__RECORDED INFORMATION__

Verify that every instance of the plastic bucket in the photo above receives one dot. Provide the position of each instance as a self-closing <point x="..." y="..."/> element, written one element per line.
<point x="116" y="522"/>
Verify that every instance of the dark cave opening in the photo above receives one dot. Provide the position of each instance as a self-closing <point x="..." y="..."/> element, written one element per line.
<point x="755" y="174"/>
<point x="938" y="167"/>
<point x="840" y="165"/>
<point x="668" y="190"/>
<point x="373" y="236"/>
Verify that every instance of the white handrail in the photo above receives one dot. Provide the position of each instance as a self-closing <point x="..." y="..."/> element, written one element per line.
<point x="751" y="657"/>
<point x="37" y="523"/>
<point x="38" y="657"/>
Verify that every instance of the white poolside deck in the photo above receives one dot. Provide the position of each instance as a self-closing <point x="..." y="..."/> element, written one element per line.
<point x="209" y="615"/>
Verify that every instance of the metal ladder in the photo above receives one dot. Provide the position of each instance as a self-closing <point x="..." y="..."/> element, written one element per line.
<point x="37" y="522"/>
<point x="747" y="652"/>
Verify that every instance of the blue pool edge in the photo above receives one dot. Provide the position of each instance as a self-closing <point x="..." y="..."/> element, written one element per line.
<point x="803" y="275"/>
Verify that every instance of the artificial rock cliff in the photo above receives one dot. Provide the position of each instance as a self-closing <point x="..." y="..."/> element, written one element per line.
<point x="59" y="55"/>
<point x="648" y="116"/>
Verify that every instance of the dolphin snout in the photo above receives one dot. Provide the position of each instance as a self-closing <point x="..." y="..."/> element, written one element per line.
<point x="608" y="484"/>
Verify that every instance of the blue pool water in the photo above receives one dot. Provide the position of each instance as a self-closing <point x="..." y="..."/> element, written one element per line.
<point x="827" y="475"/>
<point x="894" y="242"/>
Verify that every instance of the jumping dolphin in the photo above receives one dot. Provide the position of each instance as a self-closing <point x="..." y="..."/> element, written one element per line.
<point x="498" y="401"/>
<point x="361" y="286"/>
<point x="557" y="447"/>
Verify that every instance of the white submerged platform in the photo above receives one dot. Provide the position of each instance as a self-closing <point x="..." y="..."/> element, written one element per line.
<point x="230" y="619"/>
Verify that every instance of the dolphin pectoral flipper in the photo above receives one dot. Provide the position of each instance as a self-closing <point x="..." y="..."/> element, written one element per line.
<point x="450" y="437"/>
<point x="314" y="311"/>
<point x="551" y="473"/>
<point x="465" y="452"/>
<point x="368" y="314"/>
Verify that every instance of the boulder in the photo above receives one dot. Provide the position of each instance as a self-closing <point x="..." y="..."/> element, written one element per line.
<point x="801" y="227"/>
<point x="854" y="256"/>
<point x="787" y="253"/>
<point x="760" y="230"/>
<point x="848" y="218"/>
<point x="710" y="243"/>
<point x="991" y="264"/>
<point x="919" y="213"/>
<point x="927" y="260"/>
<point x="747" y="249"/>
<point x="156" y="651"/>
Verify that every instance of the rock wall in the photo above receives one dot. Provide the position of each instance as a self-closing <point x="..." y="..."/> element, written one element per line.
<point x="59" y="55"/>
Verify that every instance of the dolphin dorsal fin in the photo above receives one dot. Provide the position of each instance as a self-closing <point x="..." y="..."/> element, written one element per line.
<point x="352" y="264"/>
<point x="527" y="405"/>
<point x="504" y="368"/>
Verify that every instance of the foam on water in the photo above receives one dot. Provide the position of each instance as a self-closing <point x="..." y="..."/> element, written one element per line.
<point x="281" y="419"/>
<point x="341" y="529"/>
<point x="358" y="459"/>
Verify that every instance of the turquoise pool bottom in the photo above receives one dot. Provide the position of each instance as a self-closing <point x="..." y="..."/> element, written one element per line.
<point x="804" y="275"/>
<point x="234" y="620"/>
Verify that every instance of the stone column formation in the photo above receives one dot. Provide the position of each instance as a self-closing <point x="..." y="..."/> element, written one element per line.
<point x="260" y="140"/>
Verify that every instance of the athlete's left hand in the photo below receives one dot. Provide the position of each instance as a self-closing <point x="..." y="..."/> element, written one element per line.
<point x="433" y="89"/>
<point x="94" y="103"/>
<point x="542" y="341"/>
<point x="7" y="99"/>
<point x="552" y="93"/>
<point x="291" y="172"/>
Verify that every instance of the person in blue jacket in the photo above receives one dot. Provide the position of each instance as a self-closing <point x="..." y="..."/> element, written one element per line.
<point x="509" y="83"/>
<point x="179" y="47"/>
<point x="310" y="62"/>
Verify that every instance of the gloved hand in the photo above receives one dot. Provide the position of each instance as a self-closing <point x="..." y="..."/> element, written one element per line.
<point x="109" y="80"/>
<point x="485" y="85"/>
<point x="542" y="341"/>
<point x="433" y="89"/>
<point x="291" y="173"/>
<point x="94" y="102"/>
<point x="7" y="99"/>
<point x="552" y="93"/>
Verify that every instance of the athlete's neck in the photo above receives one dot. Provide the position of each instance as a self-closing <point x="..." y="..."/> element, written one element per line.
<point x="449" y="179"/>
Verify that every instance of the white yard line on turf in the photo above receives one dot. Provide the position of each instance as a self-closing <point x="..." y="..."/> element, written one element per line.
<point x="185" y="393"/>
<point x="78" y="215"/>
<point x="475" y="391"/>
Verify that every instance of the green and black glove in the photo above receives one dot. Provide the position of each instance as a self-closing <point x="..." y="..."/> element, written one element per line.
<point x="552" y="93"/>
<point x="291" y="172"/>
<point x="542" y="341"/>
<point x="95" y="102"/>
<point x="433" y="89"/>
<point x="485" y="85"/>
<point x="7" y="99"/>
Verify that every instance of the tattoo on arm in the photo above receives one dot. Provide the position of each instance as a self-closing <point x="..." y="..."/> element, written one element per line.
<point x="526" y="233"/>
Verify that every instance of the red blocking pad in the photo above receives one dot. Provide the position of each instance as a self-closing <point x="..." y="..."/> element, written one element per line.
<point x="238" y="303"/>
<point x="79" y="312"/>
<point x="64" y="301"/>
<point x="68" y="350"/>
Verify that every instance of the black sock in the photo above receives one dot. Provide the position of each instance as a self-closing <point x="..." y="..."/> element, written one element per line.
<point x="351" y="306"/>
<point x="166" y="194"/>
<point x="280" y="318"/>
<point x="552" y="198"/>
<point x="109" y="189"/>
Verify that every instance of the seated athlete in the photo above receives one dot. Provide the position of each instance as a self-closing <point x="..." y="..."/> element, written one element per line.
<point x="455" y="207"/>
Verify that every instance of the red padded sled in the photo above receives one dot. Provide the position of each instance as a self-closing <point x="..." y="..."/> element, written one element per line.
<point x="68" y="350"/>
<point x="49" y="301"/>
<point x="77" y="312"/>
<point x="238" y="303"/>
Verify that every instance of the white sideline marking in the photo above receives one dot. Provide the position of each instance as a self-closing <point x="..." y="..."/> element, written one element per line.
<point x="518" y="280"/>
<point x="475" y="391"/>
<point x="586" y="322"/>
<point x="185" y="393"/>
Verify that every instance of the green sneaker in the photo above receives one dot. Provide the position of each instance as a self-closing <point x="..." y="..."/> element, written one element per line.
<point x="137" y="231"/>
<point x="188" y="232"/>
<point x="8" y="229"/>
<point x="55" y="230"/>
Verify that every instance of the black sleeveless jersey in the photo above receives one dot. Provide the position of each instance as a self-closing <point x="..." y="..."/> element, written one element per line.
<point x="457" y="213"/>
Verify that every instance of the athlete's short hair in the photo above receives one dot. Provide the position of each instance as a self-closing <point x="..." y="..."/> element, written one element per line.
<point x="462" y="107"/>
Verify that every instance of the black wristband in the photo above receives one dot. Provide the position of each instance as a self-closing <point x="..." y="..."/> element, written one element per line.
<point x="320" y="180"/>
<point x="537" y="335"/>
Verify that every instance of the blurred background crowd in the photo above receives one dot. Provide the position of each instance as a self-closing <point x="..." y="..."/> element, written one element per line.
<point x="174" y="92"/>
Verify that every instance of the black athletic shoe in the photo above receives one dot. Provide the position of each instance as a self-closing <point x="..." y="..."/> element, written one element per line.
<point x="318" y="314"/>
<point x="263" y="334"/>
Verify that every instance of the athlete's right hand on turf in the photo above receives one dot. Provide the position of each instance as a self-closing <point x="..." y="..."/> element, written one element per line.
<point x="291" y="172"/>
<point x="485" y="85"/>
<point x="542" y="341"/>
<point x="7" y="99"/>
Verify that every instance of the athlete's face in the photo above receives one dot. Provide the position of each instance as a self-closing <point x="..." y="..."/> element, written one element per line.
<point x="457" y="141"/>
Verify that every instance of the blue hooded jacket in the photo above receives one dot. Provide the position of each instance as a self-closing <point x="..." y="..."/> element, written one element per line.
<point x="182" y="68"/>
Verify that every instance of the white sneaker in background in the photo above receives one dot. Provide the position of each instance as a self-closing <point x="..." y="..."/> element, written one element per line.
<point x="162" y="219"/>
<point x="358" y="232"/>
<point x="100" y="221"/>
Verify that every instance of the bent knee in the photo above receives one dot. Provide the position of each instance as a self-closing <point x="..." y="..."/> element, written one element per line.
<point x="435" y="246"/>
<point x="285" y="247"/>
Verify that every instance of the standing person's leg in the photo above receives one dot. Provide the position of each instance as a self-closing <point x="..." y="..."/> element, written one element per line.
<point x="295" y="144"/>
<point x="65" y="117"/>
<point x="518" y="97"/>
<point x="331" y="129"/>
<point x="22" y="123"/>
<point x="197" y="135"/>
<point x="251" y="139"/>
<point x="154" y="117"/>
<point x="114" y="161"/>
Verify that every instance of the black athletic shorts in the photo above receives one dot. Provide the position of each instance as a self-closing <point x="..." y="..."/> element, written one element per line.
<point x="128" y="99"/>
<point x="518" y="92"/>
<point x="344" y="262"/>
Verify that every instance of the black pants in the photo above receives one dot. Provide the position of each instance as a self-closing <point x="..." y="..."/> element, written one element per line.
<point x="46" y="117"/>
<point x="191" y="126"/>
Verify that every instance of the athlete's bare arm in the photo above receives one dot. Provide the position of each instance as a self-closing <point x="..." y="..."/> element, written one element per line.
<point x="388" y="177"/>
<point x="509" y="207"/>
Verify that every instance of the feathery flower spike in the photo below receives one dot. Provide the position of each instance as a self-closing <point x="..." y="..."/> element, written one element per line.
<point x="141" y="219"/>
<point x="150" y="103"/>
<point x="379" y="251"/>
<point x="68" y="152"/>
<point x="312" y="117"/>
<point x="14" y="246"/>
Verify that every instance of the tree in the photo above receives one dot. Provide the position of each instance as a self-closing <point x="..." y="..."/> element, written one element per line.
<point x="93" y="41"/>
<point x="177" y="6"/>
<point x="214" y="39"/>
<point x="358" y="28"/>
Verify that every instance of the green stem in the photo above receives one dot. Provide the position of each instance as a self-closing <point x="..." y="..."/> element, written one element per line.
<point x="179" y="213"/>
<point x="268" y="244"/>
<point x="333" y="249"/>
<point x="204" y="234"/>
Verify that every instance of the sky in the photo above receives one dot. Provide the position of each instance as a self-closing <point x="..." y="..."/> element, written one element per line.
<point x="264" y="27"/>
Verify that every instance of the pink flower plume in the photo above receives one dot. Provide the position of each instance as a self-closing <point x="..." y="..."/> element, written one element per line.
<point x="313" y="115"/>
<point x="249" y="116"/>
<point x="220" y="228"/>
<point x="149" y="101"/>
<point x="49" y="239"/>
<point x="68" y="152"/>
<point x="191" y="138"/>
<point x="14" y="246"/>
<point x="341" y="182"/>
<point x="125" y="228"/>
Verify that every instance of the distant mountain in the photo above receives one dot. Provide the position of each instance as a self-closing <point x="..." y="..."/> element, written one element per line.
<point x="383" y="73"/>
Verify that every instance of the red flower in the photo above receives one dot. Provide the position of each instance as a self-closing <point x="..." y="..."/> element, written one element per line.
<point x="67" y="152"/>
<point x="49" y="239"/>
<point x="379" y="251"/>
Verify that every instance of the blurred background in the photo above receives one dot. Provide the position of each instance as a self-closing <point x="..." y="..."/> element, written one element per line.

__WHAT TO DO__
Output only the lines from the line that contains "Verify that every instance of the distant" through the end of the entries, both included, exactly as they appear.

__RESULT OF THE TASK__
Verify that every instance of the distant mountain in the photo above receives one dot. Provide the position of each instance as a self-closing <point x="..." y="..."/> element, written one element per line.
<point x="383" y="73"/>
Verify that every instance of the red flower in the photo above receives one dot. Provide the position of each instance as a self-closing <point x="..." y="..."/> element, written one element per line.
<point x="67" y="152"/>
<point x="49" y="239"/>
<point x="379" y="251"/>
Verify that every instance of the blurred background in the photo above receives one dot. Provide the position of each instance as a self-closing <point x="..." y="..."/> element, written one element per line.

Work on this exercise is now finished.